> Written task 1
Name every function that the post on randomly generating PCA arcs defines with its own name.

> Passage shown
A couple points about randomly generating PCA arcs.

First read in my data from the real thing.

library(dplyr)
## 
## Attaching package: 'dplyr'
## 
## The following object is masked from 'package:stats':
## 
##     filter
## 
## The following objects are masked from 'package:base':
## 
##     intersect, setdiff, setequal, union
library(tidyr)
library(ggplot2)

#populates `collective`
load(url("http://benschmidt.org/arcInputs.RData"))

First, my Principal Components plot showing arcs.

masterPCAArcs = prcomp(collective)

a = collective %*% masterPCAArcs$rotation[,c(1,2)] %>% as.data.frame %>% mutate(doc=1:nrow(collective))

ggplot(as.data.frame(a)) + geom_text(aes(x=PC1,y=PC2,label=doc))

plot of chunk unnamed-chunk-2

What does a comparable random sample look like? The same length and standard deviation. It also gets arcs.

averageChangesInTheSet = mean(apply(collective,2,sd))

randomData = function () {
  random = rnorm(nrow(collective)*ncol(collective),mean = 0,sd=averageChangesInTheSet)
  random = matrix(random,ncol=ncol(collective),nrow=nrow(collective))

  #And then use cumsum so it's a walk, not just random data.

  random = apply(random,2,cumsum)
  randomPCAArcs = prcomp(random)

  a = random %*% randomPCAArcs$rotation %>% as.data.frame %>% mutate(doc=1:nrow(collective))
  list(data = random,PCA=randomPCAArcs,plottable=a)
}

random = randomData()


ggplot(as.data.frame(random$plottable)) + geom_text(aes(x=PC1,y=PC2,label=doc))

plot of chunk unnamed-chunk-3

Out-of-sample data looks random-walk-y

randomFrame = function(n) {
  data = randomData()$data
  a = data %*% random$PCA$rotation %>% as.data.frame %>% mutate(doc=1:nrow(collective)) %>% as.data.frame
  a$sample = n
  return(a)
}
random = lapply(1:9,randomFrame) %>% rbind_all
ggplot(random,aes(x=PC1,y=PC2,label=doc)) + geom_text() + geom_path() + facet_wrap(~sample)

plot of chunk unnamed-chunk-4

Scree Plots.

This is the important one for me. Anything will turn up arcs, and this method is effectively a way of searching for them. But scree plots let us see whether those arcs are actually capturing most of the variance in the data.

I run 1,000 random samples, and see how their scree plots compare to this one. The first component is more important than any of those thousand, and the third and fourth are less important than any of them.

Variance (like in a scree plot) is very heavily concentrated in the first direction in the actual data (red–about 80% of variation is on the first component, and almost none is on the last 4.)

I think there’s some question about whether the second dimension is random.

variance = function(p) {p$sdev^2 / sum(p$sdev^2)}
random = as.data.frame(t(replicate(1000,variance(randomData()$PCA)))) %>% tidyr::gather(component,variance,V1:V6,convert = T) %>% mutate(component = as.numeric(gsub("V","",component)))

ggplot(random,aes(x=component,y=variance,group=component)) + geom_boxplot() + geom_point(data=data.frame(variance = variance(masterPCAArcs),component=1:6),color="red",size=4) + labs(title="actual values (red) are well outside the range of randomly replicated screeplots (boxes)")

plot of chunk unnamed-chunk-5

> Data provided
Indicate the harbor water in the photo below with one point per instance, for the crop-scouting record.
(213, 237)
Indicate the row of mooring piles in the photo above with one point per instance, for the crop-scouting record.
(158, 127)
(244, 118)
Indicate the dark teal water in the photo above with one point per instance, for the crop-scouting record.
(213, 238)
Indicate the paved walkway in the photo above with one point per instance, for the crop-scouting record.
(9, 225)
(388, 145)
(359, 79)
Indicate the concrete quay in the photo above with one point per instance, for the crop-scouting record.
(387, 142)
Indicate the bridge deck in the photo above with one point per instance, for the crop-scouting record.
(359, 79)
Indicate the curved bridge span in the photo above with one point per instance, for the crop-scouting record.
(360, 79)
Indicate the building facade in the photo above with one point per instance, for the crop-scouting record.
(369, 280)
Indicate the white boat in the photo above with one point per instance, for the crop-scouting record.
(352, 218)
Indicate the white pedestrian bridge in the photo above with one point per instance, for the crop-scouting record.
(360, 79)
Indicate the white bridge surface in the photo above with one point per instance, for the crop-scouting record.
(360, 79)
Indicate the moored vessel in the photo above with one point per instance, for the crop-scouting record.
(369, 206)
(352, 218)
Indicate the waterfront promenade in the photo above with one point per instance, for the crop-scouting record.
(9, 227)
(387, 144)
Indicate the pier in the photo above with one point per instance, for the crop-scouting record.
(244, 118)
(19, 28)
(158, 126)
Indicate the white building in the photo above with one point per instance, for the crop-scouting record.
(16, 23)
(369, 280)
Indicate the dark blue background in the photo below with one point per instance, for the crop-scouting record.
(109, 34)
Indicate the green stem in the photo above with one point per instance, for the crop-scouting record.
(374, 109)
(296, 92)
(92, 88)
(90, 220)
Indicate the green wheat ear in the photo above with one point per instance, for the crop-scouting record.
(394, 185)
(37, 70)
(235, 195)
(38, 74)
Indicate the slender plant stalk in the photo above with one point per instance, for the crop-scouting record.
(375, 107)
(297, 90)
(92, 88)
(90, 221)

> Written task 2
Format the part of the listing that opens with the line containing "Indicate the white building" and runs through the end of the listing as a numbered list, with blank lines left out.

> Final answer 1
randomData, randomFrame, variance

> Final answer 2
1. Indicate the white building in the photo above with one point per instance, for the crop-scouting record.
2. (16, 23)
3. (369, 280)
4. Indicate the dark blue background in the photo below with one point per instance, for the crop-scouting record.
5. (109, 34)
6. Indicate the green stem in the photo above with one point per instance, for the crop-scouting record.
7. (374, 109)
8. (296, 92)
9. (92, 88)
10. (90, 220)
11. Indicate the green wheat ear in the photo above with one point per instance, for the crop-scouting record.
12. (394, 185)
13. (37, 70)
14. (235, 195)
15. (38, 74)
16. Indicate the slender plant stalk in the photo above with one point per instance, for the crop-scouting record.
17. (375, 107)
18. (297, 90)
19. (92, 88)
20. (90, 221)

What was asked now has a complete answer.